• WRITTEN INSTRUCTION 1: Reproduce the passage of the CoffeeScript discussion between "I blame it on" and "Oh, okay, okay.", inclusive.

• PAGE:
A good example of that is CoffeeScript. A lot of people thought that that would be the thing that they would continue using indefinitely, and that is certainly not the case today.
I blame it on the Ternary mishap.
You can blame it on a lot of things, but I think the main thing is that the language caught up, and the features in the language that were the most interesting in terms of CoffeeScript landed in the language, and all of a sudden the delta between them didn’t really warrant an entire compile step anymore.
Do you remember IcedCoffeeScript?
That basically added async/await to CoffeeScript, right? Something like that.
Yeah, yeah. But I think – was that using the crazy… There was like a fork of Node that–
No, it didn’t use fibers, I don’t think so…
Oh, okay, okay.
Man, fibers… You just took me back to like the Node.js email list in 2012. [laughs] Anyway, don’t look at the Node.js email list; it’s a bad idea. I don’t even remember what we were talking about, that’s how much that threw me back. Oh yeah, okay - processing change. Yeah, so if you know that something is happening linearly, or you’re really confident that it’s a linear change, and that you’re not just picking a different opinion, or a different sort of parallel track, it’s always good to just do the work of adopting that. The longer that you go without adopting it, the harder that it’s going to be to adopt it in the future. And if whatever you’re working on, you expect to be alive in the future, then go ahead and do that.
Also, keeping things as smaller modules that do one thing makes upgrades a lot easier. I would say that’s not universally true, though. It makes upgrading certain components easier, when just those components change, or you just find a new version… But, for instance, the migration in all of Node’s ecosystem, from callbacks to async/await, is a very big transition. And the more modules that you have, in like a big dep tree, the harder that transition is, because you have to update all of them, and you have to [unintelligible 00:51:55.14] all of those updates. It’s pretty painful. We’re doing it right now in IPFS actually, and it’s a huge effort… But at the end of the day worth it, because we know that things are moving in that direction permanently, and we expect to be alive and we expect this project to be used by more people in the future, not less… So we should definitely take down [unintelligible 00:52:13.22]
[00:52:17.00] A couple of things I’d love to dig in… One is just like how do you make that distinction between “This is a linear set of changes”, as you described it, “that’s going to impact the entire industry”, versus a parallel option? People thought CoffeeScript was the future.
Yeah… So at the time you could believe that a little bit easier, because TC39 was doing roughly nothing, and hadn’t put out much in a while. That’s no longer the case though, right?
You can tell what the future of the language is based on what they’re doing… And if you wait to adopt things until they’re at least finalized in terms of specs, and implemented a few places, then you’re pretty safe to know that that’s where the JS language is going, for instance. You’ll still have cases where a feature may ship and then people will just sort of decide not to use it; that’s certainly a possibility. I haven’t quite seen it yet, but we’ve certainly seen it with older syntax; nobody uses the with statement, for instance. Maybe minifiers, but…
Generators also aren’t really that common, right?
Generators are relatively new, and… Generators sort of suffered from the problems that Node had. I think that generators would have been much more popular if Node had not stagnated completely at 0.10… Because it wasn’t until 0.12 - which not many people adopted, because it was never really stable - that they were even available behind a flag… And then basically the version right after that, they came out from behind that flag… So they were available in browsers for years, while Node was not shipping. And then when we did io.js and put out the first io.js release, it was just there by default, and all of a sudden the people in the generator community were super-happy with that.

• WRITTEN INSTRUCTION 2: Transcribe the listing from its very first line through the line holding "x=210, y=482", inclusive.

• INPUT ROWS:
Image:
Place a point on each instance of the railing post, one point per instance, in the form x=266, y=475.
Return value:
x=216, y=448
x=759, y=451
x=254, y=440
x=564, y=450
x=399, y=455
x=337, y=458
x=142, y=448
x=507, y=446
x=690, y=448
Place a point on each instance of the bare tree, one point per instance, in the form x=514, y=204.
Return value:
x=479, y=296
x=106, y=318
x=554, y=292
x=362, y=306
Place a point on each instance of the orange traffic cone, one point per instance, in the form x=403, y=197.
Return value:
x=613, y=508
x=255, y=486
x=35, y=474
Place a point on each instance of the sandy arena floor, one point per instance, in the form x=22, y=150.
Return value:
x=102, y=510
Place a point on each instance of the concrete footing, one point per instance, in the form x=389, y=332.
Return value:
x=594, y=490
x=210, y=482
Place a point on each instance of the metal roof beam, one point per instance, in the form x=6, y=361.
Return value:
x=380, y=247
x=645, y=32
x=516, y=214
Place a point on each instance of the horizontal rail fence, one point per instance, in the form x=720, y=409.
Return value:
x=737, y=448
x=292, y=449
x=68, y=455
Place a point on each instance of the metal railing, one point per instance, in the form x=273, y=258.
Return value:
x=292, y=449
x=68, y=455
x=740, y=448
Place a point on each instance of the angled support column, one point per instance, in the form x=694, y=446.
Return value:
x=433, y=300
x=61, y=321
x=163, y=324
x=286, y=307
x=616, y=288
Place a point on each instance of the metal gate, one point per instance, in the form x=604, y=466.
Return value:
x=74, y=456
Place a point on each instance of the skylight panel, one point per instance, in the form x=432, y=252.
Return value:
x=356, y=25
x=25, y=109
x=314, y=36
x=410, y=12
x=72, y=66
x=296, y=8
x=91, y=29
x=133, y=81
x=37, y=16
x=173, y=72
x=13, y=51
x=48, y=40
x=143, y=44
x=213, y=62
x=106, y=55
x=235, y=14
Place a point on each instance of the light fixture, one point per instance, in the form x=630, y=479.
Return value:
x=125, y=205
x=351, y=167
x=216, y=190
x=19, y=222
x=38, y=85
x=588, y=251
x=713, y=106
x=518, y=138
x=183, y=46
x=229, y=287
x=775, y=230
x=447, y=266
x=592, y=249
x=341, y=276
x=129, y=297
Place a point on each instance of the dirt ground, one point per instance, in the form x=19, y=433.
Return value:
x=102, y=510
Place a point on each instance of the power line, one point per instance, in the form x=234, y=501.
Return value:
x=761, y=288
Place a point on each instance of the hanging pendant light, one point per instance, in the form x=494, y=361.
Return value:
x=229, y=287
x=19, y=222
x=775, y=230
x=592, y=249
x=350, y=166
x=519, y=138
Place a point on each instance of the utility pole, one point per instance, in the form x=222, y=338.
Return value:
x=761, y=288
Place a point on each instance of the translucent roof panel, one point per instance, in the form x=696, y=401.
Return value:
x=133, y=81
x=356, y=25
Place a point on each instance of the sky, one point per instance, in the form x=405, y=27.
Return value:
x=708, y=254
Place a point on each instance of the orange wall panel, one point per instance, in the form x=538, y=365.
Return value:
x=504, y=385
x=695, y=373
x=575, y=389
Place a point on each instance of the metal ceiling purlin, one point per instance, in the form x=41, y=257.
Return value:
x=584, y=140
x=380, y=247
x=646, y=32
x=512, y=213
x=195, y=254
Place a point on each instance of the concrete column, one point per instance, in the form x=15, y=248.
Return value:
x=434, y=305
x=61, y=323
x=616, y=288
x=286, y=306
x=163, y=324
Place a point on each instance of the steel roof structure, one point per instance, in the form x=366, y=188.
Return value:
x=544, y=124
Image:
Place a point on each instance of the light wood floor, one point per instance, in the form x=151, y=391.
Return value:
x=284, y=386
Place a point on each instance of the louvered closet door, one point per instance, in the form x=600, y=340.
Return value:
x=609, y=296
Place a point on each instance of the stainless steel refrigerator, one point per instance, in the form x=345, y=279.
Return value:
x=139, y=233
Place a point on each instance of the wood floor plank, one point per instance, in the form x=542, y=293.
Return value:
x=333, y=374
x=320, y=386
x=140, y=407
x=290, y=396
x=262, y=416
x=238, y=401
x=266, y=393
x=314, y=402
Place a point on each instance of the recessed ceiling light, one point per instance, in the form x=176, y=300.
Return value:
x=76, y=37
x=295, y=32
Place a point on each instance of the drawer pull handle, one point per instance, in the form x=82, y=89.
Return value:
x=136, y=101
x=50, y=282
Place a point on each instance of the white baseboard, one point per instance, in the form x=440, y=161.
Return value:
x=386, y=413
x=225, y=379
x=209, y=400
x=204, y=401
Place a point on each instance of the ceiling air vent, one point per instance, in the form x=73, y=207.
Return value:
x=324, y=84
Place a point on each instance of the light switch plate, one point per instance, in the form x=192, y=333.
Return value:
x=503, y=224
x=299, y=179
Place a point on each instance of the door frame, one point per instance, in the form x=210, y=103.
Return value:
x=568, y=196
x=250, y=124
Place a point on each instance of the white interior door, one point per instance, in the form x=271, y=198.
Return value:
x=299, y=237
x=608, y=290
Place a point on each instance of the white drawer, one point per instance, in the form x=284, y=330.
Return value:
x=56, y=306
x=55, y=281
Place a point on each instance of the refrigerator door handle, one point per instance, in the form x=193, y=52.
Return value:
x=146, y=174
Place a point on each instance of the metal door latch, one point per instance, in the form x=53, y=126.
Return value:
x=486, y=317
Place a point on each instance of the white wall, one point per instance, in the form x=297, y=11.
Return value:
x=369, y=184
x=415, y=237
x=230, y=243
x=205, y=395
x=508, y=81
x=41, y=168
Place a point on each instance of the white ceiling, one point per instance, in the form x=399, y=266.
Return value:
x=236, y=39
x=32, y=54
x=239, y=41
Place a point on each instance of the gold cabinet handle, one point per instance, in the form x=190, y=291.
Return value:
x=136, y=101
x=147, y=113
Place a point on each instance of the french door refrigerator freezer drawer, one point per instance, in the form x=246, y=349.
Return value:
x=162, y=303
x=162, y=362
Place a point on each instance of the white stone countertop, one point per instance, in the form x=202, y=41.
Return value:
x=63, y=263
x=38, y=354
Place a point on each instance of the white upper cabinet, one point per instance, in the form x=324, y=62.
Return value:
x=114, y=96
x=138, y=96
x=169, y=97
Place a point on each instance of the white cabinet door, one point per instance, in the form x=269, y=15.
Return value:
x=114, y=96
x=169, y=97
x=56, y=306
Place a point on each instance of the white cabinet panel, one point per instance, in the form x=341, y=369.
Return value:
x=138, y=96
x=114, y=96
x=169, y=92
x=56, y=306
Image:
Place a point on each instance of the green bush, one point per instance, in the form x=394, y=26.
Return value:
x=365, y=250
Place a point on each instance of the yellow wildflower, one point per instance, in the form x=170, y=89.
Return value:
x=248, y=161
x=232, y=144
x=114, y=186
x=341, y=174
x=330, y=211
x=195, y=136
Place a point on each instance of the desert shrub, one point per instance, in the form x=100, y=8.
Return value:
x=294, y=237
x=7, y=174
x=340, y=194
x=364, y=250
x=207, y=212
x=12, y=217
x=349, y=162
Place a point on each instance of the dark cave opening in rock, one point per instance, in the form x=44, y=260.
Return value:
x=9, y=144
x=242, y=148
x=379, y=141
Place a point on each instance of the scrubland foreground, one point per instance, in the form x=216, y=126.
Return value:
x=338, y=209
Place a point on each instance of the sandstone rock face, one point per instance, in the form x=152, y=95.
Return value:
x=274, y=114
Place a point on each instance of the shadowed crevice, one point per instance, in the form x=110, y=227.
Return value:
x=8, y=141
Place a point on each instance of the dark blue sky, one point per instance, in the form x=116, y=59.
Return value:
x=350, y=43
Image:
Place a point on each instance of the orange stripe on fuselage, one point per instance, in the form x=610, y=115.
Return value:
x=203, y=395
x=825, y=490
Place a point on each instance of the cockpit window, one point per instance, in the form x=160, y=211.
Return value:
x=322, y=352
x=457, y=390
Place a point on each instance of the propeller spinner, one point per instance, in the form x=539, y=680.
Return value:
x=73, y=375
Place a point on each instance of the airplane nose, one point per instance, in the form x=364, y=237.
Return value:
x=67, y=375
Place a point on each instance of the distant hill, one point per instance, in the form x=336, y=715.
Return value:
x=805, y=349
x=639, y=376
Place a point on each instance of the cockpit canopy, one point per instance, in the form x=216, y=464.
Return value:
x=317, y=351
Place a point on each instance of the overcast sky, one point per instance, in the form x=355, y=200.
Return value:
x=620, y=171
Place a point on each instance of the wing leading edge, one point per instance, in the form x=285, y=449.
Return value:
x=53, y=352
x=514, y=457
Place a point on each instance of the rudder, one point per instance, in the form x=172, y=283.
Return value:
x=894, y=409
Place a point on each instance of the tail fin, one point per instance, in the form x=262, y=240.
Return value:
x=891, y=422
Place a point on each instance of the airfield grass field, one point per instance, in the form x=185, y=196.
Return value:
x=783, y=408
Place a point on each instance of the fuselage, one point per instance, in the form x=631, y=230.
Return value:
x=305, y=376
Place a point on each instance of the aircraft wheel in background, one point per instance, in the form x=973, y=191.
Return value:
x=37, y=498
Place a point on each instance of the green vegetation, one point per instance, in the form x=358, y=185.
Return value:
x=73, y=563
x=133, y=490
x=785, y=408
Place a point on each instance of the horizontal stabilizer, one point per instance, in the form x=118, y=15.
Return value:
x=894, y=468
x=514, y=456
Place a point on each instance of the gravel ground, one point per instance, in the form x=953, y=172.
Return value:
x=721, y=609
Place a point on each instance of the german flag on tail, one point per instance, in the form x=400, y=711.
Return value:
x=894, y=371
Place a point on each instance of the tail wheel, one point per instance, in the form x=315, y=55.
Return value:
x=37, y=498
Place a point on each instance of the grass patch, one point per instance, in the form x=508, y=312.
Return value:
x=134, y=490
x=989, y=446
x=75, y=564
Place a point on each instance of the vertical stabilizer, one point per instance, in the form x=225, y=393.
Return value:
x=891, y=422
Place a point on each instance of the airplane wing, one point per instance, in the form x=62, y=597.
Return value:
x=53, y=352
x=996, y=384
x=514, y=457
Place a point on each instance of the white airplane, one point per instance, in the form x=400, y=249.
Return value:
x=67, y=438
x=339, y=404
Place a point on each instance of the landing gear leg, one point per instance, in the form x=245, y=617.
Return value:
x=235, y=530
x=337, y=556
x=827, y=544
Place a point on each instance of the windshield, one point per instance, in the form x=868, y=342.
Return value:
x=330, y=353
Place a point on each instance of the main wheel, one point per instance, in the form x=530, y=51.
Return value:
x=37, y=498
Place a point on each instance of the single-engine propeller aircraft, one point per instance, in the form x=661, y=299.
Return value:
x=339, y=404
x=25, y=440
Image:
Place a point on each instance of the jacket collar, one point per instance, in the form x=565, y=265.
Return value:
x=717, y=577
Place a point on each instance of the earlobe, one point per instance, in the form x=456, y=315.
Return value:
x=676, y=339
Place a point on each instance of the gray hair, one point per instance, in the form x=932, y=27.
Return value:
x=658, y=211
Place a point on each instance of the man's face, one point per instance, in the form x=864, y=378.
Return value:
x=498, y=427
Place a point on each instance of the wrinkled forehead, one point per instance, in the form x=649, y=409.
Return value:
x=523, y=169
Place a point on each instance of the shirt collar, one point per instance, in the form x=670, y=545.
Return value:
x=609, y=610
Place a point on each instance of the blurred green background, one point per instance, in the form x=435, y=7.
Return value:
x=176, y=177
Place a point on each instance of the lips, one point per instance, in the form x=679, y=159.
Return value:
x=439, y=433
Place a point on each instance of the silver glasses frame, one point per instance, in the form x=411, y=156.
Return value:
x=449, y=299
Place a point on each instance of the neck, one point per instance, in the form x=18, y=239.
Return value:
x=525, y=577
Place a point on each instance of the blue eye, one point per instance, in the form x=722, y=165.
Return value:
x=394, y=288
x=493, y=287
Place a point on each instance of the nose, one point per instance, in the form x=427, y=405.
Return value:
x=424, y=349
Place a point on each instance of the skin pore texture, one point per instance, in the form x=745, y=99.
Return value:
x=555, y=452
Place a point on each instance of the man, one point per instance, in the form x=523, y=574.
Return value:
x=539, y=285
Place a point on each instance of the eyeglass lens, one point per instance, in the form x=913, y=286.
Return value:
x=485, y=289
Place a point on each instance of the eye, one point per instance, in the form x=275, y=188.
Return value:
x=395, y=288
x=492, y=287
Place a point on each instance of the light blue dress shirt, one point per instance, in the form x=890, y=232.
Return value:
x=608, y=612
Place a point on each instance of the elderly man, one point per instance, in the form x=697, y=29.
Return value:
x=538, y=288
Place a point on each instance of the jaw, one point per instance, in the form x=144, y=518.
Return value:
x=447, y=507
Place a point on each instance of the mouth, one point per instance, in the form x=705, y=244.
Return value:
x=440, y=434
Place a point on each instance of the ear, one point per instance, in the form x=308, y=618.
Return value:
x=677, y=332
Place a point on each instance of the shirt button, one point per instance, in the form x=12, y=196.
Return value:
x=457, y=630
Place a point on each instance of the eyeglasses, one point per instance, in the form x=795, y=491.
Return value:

• WORKED SOLUTION 1:
I blame it on the Ternary mishap.
You can blame it on a lot of things, but I think the main thing is that the language caught up, and the features in the language that were the most interesting in terms of CoffeeScript landed in the language, and all of a sudden the delta between them didn’t really warrant an entire compile step anymore.
Do you remember IcedCoffeeScript?
That basically added async/await to CoffeeScript, right? Something like that.
Yeah, yeah. But I think – was that using the crazy… There was like a fork of Node that–
No, it didn’t use fibers, I don’t think so…
Oh, okay, okay.

• WORKED SOLUTION 2:
Image:
Place a point on each instance of the railing post, one point per instance, in the form x=266, y=475.
Return value:
x=216, y=448
x=759, y=451
x=254, y=440
x=564, y=450
x=399, y=455
x=337, y=458
x=142, y=448
x=507, y=446
x=690, y=448
Place a point on each instance of the bare tree, one point per instance, in the form x=514, y=204.
Return value:
x=479, y=296
x=106, y=318
x=554, y=292
x=362, y=306
Place a point on each instance of the orange traffic cone, one point per instance, in the form x=403, y=197.
Return value:
x=613, y=508
x=255, y=486
x=35, y=474
Place a point on each instance of the sandy arena floor, one point per instance, in the form x=22, y=150.
Return value:
x=102, y=510
Place a point on each instance of the concrete footing, one point per instance, in the form x=389, y=332.
Return value:
x=594, y=490
x=210, y=482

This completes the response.